Apparently, my children are going to alternate their stages of terrible two-dom. Excellent in that we never have two mini hoodlums at once. Sucky in that there is always one tiny tyrant in my house. Emma first hated (and I mean haaaaaaaaaated) getting dressed in the mornings. Then James hated everything at dinner time. Now he is over that and Emma has begun a mad love affair with pens.
Pens. Like ballpoint ink pens. 85% of the time, she uses them to scribble on random scraps of paper she finds. It’s actually kind of cute because she acts like she is writing notes to people as we dictate. ”Dear Gamma, I luff you. Luff, Emma.” The remain 15% of the time is shared between writing in books, on furniture or her skin. And that is the “no me gusta” part. Tim and I have decided to wean her off of the inky smack she’s addicted to by completely denying the existence of pens when she is most likely to use their powers for evil (and also looking into washable markers and those invisible magic marker dohickeys).

- [DATASET ROWS]:
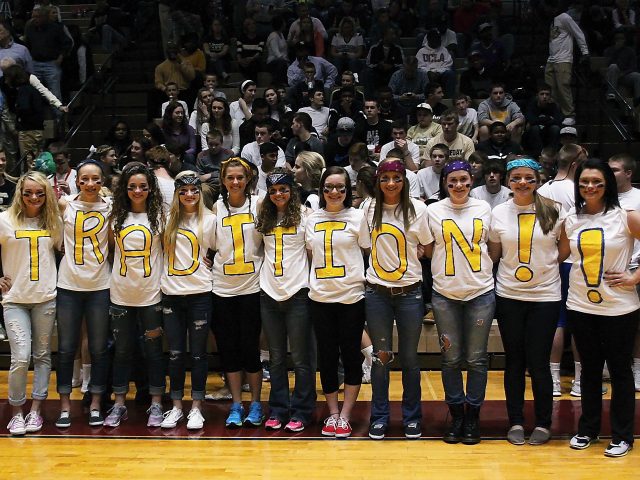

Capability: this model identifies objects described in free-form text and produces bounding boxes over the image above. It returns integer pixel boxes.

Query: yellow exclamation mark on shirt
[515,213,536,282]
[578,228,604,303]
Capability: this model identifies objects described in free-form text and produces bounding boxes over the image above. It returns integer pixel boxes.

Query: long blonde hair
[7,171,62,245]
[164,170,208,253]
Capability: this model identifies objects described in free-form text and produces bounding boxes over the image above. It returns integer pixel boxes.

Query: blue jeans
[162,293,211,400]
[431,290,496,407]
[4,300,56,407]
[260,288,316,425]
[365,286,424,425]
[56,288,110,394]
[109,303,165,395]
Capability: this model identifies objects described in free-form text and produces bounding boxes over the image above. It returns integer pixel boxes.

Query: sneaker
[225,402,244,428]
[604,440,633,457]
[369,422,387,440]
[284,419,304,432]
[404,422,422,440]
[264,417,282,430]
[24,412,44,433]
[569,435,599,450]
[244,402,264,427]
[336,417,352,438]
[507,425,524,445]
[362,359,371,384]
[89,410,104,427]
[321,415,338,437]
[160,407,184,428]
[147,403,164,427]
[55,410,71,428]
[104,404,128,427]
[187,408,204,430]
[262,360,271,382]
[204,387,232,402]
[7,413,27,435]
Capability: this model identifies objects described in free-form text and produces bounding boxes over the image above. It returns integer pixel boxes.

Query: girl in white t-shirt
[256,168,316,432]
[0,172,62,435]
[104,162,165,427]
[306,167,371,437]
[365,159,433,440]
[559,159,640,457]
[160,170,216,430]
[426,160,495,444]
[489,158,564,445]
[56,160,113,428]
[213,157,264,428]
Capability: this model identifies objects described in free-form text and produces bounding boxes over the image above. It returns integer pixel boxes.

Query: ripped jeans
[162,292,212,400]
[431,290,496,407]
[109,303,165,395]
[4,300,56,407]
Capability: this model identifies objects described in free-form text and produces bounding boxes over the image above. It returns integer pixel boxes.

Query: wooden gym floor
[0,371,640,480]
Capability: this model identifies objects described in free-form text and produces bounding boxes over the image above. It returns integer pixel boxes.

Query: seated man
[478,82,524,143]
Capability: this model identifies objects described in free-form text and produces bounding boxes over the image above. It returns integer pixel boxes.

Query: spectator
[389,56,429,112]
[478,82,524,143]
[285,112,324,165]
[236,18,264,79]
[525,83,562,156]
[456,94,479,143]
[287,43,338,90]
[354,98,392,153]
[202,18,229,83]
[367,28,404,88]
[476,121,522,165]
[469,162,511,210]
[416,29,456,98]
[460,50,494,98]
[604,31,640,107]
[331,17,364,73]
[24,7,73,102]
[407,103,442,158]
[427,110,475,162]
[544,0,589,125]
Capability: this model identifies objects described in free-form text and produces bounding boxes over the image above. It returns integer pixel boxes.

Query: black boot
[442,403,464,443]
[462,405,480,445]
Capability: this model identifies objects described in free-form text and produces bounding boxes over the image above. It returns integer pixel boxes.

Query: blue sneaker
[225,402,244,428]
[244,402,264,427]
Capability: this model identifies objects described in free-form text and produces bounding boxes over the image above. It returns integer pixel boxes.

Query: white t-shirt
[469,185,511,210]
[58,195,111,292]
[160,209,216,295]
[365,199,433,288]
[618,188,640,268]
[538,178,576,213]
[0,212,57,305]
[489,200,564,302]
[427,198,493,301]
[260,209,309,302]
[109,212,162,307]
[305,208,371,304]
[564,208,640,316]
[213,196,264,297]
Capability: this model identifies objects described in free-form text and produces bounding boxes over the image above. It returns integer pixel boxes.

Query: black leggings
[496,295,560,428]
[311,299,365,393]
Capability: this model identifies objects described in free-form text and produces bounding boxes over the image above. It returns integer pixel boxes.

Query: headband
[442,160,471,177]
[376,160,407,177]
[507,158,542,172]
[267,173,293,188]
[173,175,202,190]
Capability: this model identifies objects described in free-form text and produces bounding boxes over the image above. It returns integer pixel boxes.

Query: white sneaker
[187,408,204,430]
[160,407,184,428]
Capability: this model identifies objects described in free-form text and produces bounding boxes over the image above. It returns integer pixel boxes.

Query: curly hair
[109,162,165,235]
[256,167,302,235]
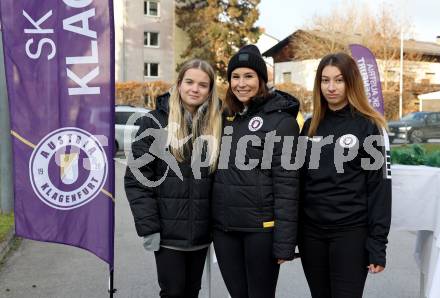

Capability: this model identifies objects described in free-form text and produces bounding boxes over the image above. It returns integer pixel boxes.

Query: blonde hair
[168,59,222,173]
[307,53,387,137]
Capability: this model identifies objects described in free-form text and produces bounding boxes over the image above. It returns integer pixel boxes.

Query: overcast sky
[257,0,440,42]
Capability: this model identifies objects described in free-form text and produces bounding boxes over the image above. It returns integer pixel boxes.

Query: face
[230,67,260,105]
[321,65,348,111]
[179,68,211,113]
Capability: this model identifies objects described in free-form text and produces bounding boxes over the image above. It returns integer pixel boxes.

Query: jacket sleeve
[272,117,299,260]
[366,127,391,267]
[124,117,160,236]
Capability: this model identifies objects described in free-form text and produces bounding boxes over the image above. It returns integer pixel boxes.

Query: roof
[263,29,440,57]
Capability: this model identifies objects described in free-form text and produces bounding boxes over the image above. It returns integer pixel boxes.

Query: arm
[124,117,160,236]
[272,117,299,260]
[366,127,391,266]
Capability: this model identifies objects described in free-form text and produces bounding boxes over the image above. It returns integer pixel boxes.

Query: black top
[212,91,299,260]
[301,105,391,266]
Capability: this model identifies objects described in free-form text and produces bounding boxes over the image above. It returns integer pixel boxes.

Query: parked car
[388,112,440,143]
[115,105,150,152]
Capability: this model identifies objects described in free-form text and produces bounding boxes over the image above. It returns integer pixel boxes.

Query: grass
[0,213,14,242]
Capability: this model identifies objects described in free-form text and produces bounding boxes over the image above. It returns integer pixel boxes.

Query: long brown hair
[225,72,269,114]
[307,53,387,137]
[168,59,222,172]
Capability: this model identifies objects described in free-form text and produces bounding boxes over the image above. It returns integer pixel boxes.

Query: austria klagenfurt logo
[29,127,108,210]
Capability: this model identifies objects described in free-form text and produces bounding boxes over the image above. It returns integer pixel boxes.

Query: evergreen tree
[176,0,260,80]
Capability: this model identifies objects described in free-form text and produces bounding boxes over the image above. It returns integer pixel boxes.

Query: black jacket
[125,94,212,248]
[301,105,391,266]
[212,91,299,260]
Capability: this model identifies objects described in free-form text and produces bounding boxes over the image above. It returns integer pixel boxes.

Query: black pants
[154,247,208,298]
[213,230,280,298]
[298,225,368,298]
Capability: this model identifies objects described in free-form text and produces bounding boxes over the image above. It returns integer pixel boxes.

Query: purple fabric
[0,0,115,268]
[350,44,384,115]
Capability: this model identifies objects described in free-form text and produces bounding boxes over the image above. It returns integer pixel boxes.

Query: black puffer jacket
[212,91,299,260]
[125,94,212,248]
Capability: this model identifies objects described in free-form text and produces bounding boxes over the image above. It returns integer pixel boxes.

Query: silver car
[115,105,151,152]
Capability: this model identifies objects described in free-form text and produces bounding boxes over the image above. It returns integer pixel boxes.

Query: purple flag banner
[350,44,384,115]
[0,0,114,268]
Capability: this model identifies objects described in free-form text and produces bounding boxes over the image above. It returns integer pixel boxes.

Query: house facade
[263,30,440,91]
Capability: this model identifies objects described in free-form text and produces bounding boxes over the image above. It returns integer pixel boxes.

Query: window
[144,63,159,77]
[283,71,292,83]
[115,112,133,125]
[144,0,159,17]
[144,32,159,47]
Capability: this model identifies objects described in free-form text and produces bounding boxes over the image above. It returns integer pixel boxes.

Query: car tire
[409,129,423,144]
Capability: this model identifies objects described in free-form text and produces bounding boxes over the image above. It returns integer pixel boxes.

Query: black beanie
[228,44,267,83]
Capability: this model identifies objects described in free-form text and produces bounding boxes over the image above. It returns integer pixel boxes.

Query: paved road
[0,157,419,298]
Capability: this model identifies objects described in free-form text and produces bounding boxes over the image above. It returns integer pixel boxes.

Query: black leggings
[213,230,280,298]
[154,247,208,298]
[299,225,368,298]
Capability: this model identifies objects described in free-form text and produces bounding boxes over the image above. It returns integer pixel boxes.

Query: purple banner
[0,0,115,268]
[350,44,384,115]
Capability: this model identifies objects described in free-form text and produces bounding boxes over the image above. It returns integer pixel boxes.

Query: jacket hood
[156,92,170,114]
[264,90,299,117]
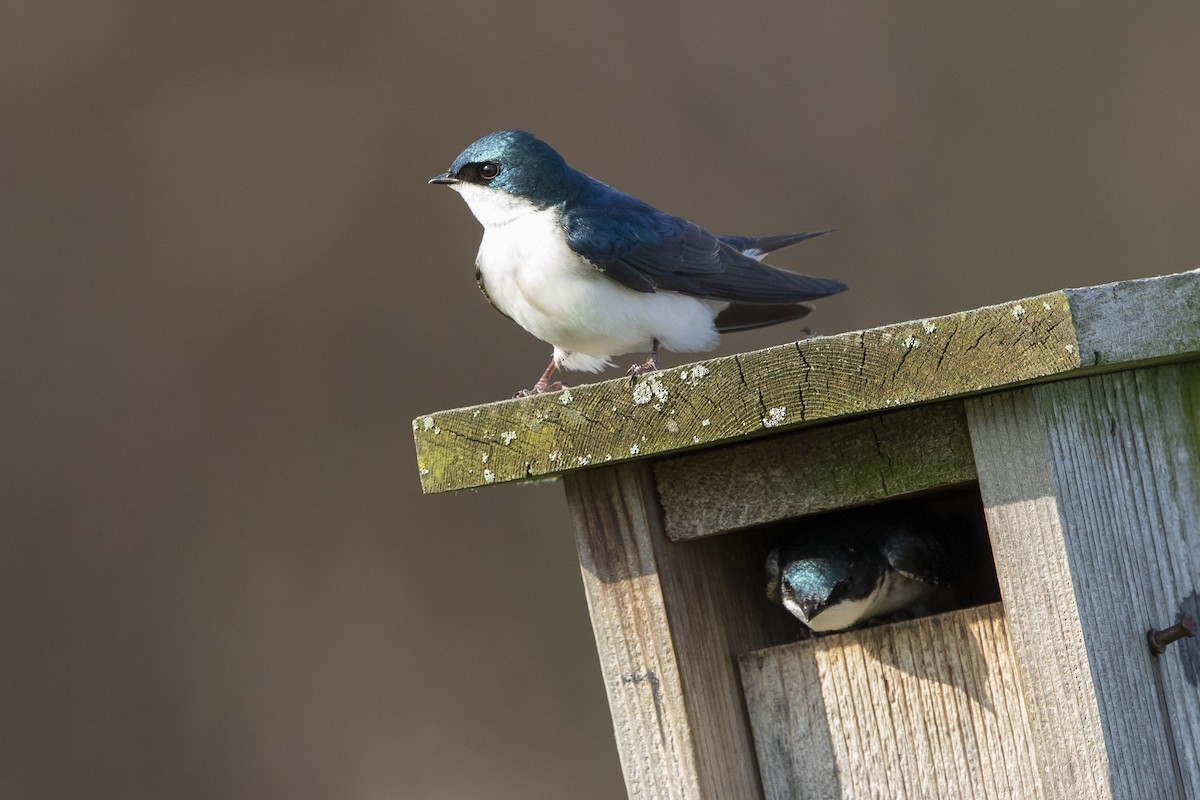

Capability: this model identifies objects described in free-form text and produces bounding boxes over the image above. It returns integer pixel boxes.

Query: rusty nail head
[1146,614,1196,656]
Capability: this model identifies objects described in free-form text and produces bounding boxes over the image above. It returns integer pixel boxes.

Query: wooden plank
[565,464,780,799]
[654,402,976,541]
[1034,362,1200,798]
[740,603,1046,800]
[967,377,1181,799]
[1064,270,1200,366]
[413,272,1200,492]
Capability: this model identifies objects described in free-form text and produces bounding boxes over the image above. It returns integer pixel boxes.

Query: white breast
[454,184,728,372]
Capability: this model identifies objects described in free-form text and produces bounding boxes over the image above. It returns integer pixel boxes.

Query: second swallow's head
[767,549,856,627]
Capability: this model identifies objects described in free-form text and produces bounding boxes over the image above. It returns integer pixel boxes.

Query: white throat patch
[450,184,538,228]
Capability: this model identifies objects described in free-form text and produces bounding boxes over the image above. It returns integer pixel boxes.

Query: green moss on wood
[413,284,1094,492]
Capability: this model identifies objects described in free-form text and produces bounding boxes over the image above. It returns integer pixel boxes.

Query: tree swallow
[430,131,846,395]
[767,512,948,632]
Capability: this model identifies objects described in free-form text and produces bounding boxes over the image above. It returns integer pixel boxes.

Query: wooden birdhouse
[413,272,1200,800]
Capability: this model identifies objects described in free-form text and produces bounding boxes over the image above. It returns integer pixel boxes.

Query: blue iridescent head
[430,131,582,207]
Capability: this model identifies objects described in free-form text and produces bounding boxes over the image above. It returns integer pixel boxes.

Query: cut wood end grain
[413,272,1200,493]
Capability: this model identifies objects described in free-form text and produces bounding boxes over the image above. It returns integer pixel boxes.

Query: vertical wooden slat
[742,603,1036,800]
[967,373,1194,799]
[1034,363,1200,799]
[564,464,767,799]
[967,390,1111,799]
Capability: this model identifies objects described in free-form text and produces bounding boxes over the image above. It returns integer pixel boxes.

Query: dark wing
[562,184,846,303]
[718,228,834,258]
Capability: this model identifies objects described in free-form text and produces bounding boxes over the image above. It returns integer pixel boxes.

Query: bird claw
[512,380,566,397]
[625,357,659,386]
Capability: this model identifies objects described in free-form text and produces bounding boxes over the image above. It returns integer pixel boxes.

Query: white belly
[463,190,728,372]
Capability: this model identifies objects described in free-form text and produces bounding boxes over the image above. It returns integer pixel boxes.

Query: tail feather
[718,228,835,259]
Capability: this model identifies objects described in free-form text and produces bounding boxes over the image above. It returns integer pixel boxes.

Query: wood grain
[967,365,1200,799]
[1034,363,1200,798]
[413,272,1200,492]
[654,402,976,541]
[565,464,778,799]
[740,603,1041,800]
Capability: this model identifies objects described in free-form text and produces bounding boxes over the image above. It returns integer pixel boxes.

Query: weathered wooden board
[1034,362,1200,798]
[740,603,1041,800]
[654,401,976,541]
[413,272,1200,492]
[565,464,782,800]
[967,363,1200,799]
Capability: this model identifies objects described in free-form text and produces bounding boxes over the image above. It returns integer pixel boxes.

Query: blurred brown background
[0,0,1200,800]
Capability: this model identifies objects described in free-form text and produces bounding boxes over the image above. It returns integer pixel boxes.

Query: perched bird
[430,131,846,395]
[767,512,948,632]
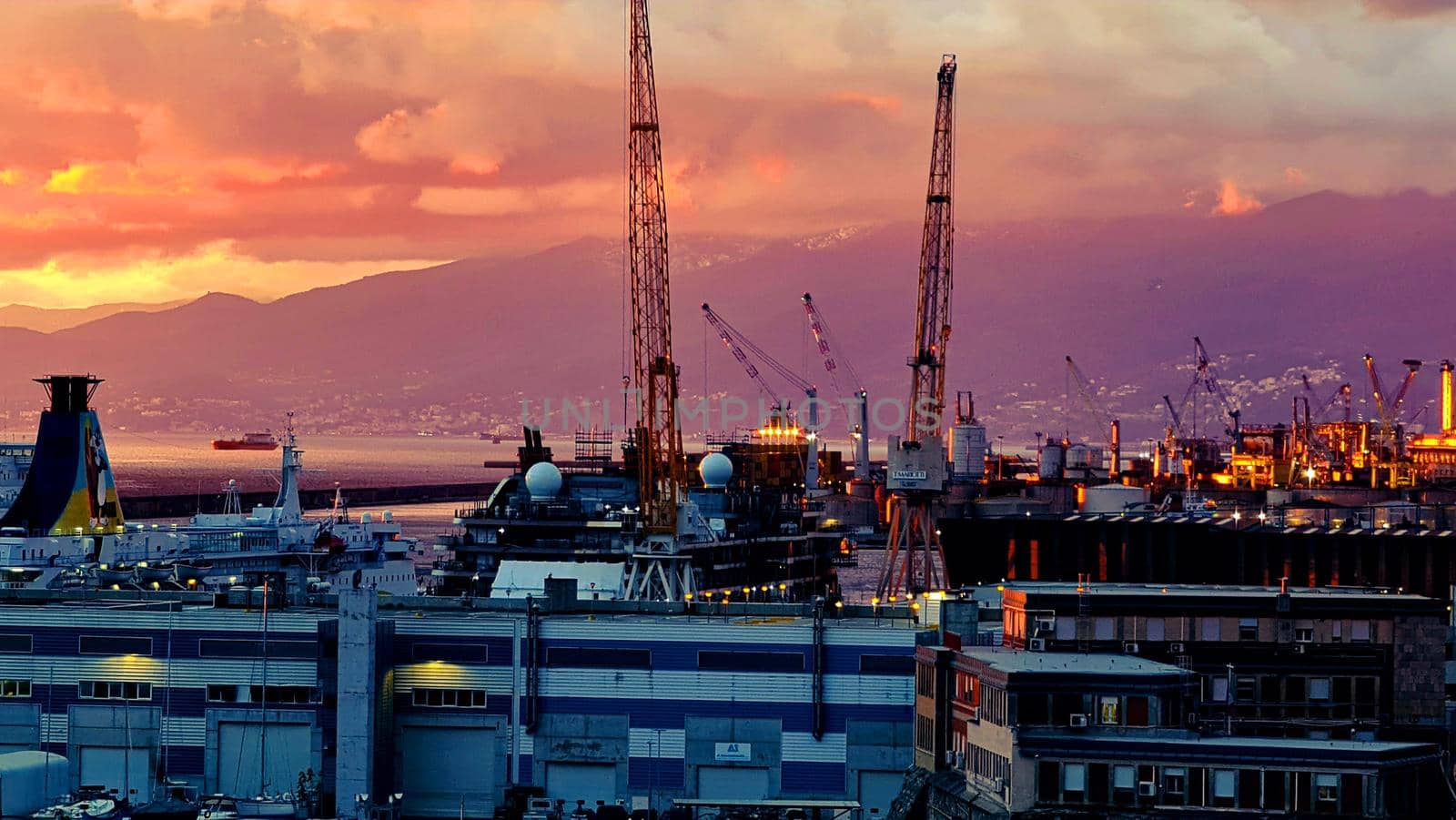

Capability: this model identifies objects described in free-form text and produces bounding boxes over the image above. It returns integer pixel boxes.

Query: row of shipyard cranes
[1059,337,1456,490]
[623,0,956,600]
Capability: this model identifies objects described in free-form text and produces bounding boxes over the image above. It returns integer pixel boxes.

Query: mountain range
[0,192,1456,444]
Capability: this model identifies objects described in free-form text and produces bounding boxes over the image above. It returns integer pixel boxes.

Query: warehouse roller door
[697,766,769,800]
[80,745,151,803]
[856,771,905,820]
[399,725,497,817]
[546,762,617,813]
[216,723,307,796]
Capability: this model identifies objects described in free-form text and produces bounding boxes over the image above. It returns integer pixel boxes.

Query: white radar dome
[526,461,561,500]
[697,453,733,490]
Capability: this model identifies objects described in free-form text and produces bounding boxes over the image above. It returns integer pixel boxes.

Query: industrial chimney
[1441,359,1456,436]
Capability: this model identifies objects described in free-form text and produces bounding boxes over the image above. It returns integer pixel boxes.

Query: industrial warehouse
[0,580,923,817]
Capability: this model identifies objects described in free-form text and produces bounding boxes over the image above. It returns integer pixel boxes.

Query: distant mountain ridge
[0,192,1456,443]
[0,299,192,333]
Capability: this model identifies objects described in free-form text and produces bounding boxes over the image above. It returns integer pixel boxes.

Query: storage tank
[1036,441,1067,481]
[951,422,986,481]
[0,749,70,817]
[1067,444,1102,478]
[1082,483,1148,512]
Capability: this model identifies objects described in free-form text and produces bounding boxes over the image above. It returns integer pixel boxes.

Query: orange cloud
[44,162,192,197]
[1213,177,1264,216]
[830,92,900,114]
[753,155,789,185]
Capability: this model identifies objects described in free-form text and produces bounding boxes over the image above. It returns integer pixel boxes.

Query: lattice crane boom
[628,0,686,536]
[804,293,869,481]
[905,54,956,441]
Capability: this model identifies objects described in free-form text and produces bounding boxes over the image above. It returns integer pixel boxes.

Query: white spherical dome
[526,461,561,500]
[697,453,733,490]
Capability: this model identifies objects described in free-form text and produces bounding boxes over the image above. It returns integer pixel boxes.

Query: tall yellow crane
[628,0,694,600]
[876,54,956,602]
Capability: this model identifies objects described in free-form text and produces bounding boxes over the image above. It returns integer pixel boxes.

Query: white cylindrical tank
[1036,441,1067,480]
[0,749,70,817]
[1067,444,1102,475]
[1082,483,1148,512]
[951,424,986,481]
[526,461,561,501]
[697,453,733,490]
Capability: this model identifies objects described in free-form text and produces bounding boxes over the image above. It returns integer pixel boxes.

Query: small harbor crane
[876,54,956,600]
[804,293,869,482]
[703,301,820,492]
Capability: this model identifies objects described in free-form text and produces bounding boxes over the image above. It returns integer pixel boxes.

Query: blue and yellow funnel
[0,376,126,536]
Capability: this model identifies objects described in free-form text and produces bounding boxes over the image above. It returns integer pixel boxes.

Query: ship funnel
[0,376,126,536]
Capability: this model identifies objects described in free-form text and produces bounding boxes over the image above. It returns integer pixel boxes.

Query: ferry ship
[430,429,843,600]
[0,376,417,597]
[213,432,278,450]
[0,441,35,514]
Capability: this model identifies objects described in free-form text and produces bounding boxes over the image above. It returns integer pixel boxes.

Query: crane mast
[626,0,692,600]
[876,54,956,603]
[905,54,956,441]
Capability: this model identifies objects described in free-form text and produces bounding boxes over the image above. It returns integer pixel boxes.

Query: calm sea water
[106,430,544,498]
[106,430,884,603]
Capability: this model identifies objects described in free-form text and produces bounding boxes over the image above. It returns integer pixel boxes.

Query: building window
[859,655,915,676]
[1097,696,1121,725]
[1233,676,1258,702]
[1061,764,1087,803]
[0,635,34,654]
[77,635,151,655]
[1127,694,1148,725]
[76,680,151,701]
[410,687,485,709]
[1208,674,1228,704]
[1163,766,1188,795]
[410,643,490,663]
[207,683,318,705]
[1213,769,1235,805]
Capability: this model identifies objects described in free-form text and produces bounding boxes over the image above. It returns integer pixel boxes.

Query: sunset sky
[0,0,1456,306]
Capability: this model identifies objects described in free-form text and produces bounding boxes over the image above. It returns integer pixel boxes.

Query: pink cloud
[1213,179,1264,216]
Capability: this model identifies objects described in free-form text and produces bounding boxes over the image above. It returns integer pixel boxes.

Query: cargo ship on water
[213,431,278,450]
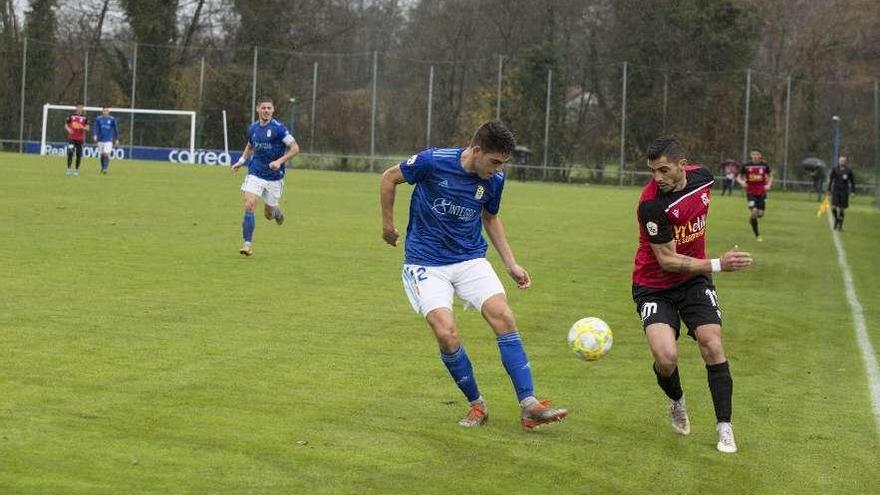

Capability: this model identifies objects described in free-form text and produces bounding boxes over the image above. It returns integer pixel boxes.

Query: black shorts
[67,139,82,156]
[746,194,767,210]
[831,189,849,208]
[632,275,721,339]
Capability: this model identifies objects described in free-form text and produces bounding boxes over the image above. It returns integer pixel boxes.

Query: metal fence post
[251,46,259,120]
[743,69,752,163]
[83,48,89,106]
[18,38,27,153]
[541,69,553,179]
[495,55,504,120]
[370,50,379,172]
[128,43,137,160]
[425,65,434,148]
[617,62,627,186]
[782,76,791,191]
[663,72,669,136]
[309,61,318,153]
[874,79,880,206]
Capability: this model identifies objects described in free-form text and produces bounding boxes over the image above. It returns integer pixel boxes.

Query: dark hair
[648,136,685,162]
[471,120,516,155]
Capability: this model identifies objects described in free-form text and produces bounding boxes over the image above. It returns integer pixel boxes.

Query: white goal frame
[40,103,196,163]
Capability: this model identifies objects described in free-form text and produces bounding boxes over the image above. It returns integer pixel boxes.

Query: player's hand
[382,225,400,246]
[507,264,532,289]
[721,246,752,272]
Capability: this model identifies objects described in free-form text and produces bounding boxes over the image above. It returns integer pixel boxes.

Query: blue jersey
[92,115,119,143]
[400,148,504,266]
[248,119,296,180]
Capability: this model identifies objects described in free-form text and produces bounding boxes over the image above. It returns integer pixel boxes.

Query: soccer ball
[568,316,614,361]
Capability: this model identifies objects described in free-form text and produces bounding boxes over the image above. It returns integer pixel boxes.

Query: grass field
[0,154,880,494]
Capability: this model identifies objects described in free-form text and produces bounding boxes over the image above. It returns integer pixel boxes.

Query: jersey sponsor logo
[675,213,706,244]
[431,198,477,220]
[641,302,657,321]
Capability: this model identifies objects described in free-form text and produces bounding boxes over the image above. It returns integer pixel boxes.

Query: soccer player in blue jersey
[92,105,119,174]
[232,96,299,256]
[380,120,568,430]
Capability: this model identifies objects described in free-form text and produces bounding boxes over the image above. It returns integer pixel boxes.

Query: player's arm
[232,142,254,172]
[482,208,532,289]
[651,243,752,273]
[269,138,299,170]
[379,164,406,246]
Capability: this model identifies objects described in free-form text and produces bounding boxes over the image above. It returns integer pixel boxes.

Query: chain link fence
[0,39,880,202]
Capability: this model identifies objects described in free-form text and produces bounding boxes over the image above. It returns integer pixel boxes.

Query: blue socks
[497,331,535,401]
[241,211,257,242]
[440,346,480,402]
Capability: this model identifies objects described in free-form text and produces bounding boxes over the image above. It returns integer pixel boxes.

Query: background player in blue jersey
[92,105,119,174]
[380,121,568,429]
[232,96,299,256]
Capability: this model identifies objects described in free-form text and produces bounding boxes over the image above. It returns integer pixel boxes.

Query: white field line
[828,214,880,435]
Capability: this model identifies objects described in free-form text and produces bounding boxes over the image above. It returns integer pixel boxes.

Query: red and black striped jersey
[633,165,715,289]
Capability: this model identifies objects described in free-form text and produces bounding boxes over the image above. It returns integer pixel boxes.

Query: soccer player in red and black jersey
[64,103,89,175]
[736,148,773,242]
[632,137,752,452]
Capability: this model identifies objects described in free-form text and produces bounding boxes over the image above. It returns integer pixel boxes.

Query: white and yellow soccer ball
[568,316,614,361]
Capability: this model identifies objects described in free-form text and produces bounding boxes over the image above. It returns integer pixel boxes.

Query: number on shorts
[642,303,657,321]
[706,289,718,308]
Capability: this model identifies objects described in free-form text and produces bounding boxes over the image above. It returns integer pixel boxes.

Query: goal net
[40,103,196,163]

- [WHAT TO WORK ON]: Reproduce, word for word, the portion of the passage on the children's toddler phases that begins at the words "Apparently, my children" and stops after "affair with pens.".

- [OUTPUT FOR THIS TASK]:
Apparently, my children are going to alternate their stages of terrible two-dom. Excellent in that we never have two mini hoodlums at once. Sucky in that there is always one tiny tyrant in my house. Emma first hated (and I mean haaaaaaaaaated) getting dressed in the mornings. Then James hated everything at dinner time. Now he is over that and Emma has begun a mad love affair with pens.